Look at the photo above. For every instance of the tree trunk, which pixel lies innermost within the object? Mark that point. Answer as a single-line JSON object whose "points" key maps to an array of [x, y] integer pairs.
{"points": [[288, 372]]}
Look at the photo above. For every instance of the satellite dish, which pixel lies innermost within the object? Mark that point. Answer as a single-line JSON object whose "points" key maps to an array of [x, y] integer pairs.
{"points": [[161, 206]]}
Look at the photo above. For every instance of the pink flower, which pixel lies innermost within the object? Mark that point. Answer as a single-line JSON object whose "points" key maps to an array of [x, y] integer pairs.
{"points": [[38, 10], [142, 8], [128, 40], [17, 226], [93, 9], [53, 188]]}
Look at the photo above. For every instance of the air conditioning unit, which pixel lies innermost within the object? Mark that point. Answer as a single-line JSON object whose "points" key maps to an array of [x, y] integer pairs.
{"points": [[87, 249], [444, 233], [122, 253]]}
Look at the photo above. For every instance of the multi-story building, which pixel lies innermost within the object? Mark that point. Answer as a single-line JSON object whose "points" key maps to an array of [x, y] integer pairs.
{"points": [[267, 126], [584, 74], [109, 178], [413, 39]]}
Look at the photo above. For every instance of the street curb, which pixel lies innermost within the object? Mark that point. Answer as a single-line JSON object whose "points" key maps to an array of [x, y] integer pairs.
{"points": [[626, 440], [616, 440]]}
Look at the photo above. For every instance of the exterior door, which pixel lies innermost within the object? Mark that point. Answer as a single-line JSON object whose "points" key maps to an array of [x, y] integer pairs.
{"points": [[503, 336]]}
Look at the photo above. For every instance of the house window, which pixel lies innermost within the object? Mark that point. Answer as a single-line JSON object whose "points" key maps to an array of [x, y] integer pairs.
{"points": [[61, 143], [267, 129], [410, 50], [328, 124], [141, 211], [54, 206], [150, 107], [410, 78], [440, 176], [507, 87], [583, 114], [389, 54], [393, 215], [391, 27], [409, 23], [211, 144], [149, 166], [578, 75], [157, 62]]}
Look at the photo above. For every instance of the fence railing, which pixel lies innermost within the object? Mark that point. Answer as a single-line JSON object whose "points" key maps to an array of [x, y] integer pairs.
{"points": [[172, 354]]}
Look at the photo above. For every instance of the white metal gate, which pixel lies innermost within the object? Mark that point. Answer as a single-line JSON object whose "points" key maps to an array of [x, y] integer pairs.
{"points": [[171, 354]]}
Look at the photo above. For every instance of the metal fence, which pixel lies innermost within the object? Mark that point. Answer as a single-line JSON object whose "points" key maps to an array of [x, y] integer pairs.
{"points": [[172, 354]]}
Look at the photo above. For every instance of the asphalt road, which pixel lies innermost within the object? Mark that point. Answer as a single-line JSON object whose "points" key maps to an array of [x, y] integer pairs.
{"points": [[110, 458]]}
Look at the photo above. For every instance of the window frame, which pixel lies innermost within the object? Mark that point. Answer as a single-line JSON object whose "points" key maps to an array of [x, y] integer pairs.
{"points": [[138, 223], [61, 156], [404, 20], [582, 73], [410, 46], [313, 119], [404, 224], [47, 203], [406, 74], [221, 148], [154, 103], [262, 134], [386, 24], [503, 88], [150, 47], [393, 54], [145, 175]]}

## [Problem requirements]
The records above must be written out again exactly.

## [Solution to this exercise]
Look at the photo above. For every instance of the tree trunk, which pixel lies innermost within the object? Mark that point. Answer as a single-line JSON object whose "points" key maps to an array of [x, y] integer pairs.
{"points": [[288, 372]]}
Look at the photo above. For every instance of the satellite dish, which pixel lies innermost within the object? Mark that point. Answer as a single-line JSON object whose "points" key maps to an array of [x, y] integer pairs.
{"points": [[161, 206]]}
Look at the photo above. For every instance of the pink flower, which pixel lies innermost within the object? Mark that point. Answer as a single-line JSON object whose "points" key maps to an array of [x, y] integer pairs.
{"points": [[38, 10], [142, 8], [128, 40], [17, 226], [93, 9], [53, 188]]}
Look at the photo above. For every instance of the air conditioning unit, which pixel lies innermost within the object? Mark that point. Answer as a single-line JSON object whose "points" key maps to an array of [x, y] integer pairs.
{"points": [[87, 249], [444, 233], [122, 253]]}
Look at the photo above. For every instance of the multi-story building, which pixel lies innermost within the object? Mark that point. Answer as a single-line JSON object whose "points" key maps to an array of [x, y] integer pairs.
{"points": [[267, 126], [584, 74], [109, 178], [413, 39]]}
Look at the photo above. For every instance of the street curb, which pixel lies innermost within the object? Mark that point. Answer as a single-line JSON object whose "points" key maps to an array of [x, y] integer pairs.
{"points": [[626, 440], [616, 440]]}
Look at the photo above. For every instance of the exterior door, which pixel lies innermost within the object? Mark that point. Answer as a single-line JSON object whose "points" key maps to an array of [x, y] integer pairs.
{"points": [[503, 336]]}
Look at the photo above. For every instance of the house window, which pixel lies innermost within the object? Mark that point. Answer as a single-line JSON object whose "points" key maps to an array of [x, y] integer pairs.
{"points": [[61, 143], [267, 129], [410, 50], [328, 124], [141, 211], [54, 206], [150, 107], [410, 78], [440, 176], [507, 87], [583, 114], [389, 54], [393, 215], [391, 27], [409, 23], [211, 144], [149, 166], [578, 75], [157, 62]]}
Look at the photo above. For every instance of the fence railing, which pixel lies innermost within the object? Mark that point. Answer as a single-line JSON object whose "points" key maps to an array of [x, y] integer pairs.
{"points": [[172, 354]]}
Look at the photo above. For every instance of the white metal gate, which pixel lies innermost within the object? Mark that point. Answer as a single-line JSON object whose "points" key maps to an array of [x, y] integer pairs.
{"points": [[171, 354]]}
Look at the photo above. For every instance of the metal fence, which pixel lies innermost within the object? Mark that point. Answer as a single-line JSON object whose "points" key maps to an array of [x, y] integer pairs.
{"points": [[172, 354]]}
Look at the photo above. For every instance of the asphalt road, which pixel lies innermost within the object? Mark that point. Answer as a single-line JSON object whose "points" key maps to an array of [x, y] integer pairs.
{"points": [[110, 458]]}
Look at the photo above. For every instance of the window frame, which pixel lies innermost within the object? Mark that point. Answer as a single-line JSON object whose "points" key maps to an array of [x, y] integer pairs.
{"points": [[138, 223], [61, 156], [404, 20], [582, 73], [410, 46], [313, 119], [404, 224], [47, 203], [406, 74], [221, 148], [154, 103], [262, 134], [386, 24], [503, 88], [150, 47], [393, 54], [145, 175]]}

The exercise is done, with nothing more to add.